Economic Direct Democracy

LEDDA (Lē´dǝ) n. Local Economic Direct Democracy Association. A membership-based, community-benefit corporation that implements a secondary economic framework as a local overlay to an existing city or regional economy. The framework offers all members roughly equal and direct opportunity to influence their local economy.

- Principled Societies Project


The book Economic Direct Democracy presents a new system of economic governance called Local Economic Direct Democracy (LEDDA) created by the Principled Societies Project. Project founder Dr. John Boik is a biomedical researcher by training, specializing in cancer research. John’s holistic approach to life has led him to consider alternative ways of looking at economics. The more he looked at the subject, the more he felt a holistic system approach as found in biology is exactly what is missing in economics. Thus began John’s foray into complimentary economics, a field which has grown into a second career.

Borrowing concepts from biological sciences, John created the LEDDA economic framework as one which reflects functions of natural biological systems hard-wired for cooperation and synergy…from human body systems to ecological ones.  John’s LEDDA framework is steeped in democratic decision-making processes. He marries governance with economics by refocusing the lense and seeing money as a voting tool for a participatory community rather than the traditional view of money as a measure of value or a medium of exchange.   The LEDDA system evolved from questioning the basic assumptions of our current economic paradigm and developing principles that address its many failings. It is the synthesis of local, open and participatory governance which creates incentives by paying people to participate.

The Link Between Biological and Economic Systems

After reading the preface to Economic Direct Democracy, it becomes apparent how a cancer biologist became the champion of a new economic paradigm. In fact, Dr. Boik is doing nothing less than practicing biomimcry. Dr. Boik describes the strong metaphor between biological and economic systems in the preface:

One might wonder why a cancer biologist is writing a book on economic systems. The reason is simple: I read the national news, and it’s frightening. I read science papers in a range of fields, including environmental and climate science, and economics—and many of them are frightening. I watch as too many friends and family members suffer from unemployment, inadequate health care, low wages, and job dissatisfaction. I smell foul air and see filthy water. And I wonder why life is like this, and even more, what can be done. But every simple solution that I hear of, or can think of, falls short.

Our problems are like the proverbial skein of tangled yarn—if we pull one loop in an attempt to straighten the mess, the tangle tightens elsewhere. My mother, an excellent knitter, and pragmatist, reaches for a new skein when an old one has become too jumbled to repair. It’s apparent to me that if we are to solve our intractable, intertwined socioeconomic and environmental problems, truly solve them, we will need to do something similar.

• Required work: Write out the passage from the text on economic direct democracy, starting at "LEDDA (Lē´dǝ) n." and ending at "their local economy.". The items that follow were taken from a separate source and are unrelated to the text on economic direct democracy.

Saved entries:
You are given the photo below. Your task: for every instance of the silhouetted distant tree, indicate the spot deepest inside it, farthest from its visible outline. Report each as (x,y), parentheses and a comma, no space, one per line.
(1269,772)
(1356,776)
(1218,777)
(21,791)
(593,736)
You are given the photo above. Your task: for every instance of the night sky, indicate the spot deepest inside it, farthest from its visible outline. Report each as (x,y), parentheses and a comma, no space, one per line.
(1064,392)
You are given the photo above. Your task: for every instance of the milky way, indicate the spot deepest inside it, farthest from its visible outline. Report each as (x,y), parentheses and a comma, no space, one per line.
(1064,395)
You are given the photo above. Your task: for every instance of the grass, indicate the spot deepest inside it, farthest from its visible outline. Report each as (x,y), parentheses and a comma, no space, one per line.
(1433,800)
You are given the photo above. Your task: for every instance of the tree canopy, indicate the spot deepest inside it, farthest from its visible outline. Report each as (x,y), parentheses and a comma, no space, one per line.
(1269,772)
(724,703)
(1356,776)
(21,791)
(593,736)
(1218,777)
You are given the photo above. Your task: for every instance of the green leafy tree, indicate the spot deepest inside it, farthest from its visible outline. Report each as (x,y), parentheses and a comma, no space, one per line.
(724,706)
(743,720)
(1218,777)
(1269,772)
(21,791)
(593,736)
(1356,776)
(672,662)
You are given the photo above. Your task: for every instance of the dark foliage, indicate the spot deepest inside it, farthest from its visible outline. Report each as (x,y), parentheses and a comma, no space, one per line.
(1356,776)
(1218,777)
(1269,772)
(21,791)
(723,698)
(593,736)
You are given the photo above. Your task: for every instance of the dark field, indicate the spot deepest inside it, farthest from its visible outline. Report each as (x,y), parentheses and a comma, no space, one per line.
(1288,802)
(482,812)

• Completed exercise:
LEDDA (Lē´dǝ) n. Local Economic Direct Democracy Association. A membership-based, community-benefit corporation that implements a secondary economic framework as a local overlay to an existing city or regional economy. The framework offers all members roughly equal and direct opportunity to influence their local economy.